Stated problem
The line containing "Annotation task — mark the golden" marks the start; return it and every line after it in the listing below, exactly, through the last.

Task input
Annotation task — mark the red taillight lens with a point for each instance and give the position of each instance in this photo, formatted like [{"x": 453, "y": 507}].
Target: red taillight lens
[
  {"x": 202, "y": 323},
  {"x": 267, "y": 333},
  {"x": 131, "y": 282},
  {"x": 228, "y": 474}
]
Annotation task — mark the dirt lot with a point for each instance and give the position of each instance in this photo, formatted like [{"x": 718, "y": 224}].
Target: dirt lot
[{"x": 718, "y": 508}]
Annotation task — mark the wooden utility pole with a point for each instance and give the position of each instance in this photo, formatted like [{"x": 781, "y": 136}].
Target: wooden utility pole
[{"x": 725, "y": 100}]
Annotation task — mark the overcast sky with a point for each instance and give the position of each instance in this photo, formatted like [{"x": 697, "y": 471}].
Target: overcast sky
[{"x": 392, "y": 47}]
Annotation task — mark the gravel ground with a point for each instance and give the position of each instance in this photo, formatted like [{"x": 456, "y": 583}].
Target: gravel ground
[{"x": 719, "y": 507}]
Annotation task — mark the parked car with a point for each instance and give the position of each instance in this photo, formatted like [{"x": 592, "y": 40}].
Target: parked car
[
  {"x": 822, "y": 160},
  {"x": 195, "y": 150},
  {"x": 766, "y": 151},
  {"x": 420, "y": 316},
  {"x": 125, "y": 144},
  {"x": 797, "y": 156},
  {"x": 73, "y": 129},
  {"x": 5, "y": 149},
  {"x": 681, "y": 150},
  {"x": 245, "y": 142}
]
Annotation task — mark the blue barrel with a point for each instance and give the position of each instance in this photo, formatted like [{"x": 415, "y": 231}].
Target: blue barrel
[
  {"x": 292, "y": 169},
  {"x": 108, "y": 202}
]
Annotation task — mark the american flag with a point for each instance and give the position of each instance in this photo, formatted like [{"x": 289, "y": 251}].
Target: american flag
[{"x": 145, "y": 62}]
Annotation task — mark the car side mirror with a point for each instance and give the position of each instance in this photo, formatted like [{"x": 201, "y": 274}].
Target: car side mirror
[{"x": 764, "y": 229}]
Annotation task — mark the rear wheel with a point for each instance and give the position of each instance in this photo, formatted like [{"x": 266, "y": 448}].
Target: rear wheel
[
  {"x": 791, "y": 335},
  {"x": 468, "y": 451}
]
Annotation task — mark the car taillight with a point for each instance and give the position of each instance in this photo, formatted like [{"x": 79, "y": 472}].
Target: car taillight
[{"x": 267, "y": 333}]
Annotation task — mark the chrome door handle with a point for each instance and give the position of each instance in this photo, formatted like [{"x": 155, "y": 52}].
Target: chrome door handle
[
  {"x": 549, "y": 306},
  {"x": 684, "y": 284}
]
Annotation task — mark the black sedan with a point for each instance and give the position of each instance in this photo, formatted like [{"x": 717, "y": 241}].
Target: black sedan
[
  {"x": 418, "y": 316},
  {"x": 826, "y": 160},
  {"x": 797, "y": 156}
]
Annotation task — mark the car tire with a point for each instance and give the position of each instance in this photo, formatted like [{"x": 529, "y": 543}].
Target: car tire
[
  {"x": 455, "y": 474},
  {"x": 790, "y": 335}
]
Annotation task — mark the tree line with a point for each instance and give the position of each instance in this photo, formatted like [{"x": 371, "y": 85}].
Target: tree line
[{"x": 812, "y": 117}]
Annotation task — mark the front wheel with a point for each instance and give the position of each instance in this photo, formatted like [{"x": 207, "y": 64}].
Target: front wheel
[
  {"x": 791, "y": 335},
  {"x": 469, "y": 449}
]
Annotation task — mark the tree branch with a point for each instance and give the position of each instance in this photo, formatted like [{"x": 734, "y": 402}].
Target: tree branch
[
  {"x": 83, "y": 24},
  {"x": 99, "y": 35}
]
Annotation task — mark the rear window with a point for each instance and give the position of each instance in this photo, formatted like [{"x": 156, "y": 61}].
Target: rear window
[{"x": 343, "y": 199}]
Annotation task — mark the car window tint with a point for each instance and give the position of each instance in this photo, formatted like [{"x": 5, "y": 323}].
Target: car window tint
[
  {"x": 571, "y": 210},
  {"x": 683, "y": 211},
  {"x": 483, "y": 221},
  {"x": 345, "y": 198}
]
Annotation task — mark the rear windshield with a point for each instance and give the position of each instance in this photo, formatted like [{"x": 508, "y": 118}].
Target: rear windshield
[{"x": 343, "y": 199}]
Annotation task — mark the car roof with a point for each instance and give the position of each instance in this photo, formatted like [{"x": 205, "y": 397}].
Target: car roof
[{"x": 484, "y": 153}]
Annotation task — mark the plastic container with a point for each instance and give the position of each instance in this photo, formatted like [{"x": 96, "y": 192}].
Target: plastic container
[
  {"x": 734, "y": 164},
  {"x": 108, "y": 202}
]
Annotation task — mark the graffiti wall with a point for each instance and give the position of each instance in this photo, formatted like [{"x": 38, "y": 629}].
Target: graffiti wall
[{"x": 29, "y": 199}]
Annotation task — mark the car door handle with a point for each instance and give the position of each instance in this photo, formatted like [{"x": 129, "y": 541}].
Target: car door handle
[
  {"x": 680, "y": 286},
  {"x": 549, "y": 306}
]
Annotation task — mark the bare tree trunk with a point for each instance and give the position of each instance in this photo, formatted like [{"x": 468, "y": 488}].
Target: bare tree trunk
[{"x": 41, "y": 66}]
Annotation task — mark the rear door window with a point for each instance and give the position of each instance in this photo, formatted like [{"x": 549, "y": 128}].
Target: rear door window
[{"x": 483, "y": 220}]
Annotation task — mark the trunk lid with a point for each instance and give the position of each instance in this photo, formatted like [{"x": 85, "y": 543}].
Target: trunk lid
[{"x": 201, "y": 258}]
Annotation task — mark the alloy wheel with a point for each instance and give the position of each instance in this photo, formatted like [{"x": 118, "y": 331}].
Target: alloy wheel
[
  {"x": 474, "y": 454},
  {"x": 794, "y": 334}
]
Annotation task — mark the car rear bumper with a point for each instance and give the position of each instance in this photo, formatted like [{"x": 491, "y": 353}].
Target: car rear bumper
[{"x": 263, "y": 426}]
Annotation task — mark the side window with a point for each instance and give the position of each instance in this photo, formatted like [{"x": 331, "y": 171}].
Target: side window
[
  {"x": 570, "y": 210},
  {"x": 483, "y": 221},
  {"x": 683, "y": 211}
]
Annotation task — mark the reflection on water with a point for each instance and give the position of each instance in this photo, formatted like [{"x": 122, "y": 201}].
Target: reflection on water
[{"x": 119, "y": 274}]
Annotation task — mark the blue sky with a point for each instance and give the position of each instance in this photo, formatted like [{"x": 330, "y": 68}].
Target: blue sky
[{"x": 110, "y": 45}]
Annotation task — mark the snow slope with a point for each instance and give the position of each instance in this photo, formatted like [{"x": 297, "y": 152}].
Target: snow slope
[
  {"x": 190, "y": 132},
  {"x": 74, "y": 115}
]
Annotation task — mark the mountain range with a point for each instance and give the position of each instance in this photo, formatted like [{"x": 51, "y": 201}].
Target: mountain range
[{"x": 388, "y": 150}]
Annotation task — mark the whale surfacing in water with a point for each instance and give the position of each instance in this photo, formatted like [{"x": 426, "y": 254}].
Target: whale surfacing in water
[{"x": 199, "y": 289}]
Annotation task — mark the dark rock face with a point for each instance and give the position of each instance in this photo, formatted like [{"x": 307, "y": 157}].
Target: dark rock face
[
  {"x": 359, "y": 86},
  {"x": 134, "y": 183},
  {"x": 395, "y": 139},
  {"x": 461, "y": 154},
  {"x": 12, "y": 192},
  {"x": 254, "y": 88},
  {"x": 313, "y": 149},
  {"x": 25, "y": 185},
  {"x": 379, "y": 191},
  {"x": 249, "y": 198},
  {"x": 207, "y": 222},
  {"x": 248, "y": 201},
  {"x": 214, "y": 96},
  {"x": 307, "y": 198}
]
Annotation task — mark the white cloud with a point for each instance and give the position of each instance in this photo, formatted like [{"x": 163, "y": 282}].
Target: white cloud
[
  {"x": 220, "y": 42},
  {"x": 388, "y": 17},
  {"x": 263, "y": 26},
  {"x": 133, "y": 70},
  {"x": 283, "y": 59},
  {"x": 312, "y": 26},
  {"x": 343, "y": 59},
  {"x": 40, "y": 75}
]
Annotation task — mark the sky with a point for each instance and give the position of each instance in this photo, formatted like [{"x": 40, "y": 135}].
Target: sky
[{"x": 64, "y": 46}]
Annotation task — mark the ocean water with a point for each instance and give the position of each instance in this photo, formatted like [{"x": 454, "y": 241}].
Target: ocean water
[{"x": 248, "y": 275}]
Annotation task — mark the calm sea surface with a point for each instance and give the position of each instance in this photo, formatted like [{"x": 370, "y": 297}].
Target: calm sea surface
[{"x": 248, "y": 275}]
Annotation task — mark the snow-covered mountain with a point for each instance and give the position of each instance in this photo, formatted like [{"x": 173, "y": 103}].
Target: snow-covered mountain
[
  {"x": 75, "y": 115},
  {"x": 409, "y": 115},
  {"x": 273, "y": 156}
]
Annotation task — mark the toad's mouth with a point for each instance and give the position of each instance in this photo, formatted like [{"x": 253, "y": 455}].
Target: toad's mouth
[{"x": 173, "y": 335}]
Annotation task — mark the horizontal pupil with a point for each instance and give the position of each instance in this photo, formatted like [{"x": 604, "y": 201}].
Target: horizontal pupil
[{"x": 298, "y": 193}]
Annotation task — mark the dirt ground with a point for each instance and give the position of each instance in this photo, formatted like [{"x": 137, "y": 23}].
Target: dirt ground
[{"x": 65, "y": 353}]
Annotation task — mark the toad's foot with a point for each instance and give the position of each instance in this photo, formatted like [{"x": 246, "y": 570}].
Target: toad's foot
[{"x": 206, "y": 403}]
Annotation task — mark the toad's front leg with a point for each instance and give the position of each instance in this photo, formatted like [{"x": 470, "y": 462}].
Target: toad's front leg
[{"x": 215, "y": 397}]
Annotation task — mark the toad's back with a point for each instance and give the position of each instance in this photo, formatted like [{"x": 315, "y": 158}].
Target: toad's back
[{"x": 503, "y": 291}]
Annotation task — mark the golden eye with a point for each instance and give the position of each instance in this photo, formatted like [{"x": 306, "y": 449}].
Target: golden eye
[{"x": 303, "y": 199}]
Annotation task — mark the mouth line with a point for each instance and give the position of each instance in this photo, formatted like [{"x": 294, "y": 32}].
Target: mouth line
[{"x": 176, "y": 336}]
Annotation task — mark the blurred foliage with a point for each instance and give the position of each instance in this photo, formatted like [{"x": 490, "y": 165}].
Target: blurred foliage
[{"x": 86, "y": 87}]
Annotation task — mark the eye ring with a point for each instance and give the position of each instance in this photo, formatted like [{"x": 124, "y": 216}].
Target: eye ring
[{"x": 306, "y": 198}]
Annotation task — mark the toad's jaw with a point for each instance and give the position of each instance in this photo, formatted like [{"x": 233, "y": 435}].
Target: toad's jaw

Finished task
Annotation task — mark the golden eye with a point for each instance and give the position of each instance in this photo, formatted like [{"x": 306, "y": 449}].
Target: golden eye
[{"x": 303, "y": 199}]
Annotation task — mark the mouth line with a point for each instance and give the position of each instance in this photo, formatted like [{"x": 294, "y": 32}].
Target: mouth line
[{"x": 176, "y": 336}]
Annotation task — mark the blurred foliage with a point for each instance and give the position of each instance in this photo, formatted like [{"x": 490, "y": 165}].
Target: blurred foliage
[{"x": 86, "y": 87}]
Annotation task — mark the eye ring with a point for each instance and give the position of each instance in this photo, formatted like [{"x": 124, "y": 216}].
Target: eye ring
[{"x": 306, "y": 198}]
Annotation task — mark the toad's jaw with a point for each instance and give the position of each instance in this photo, formatted like [{"x": 233, "y": 435}].
Target: toad's jaw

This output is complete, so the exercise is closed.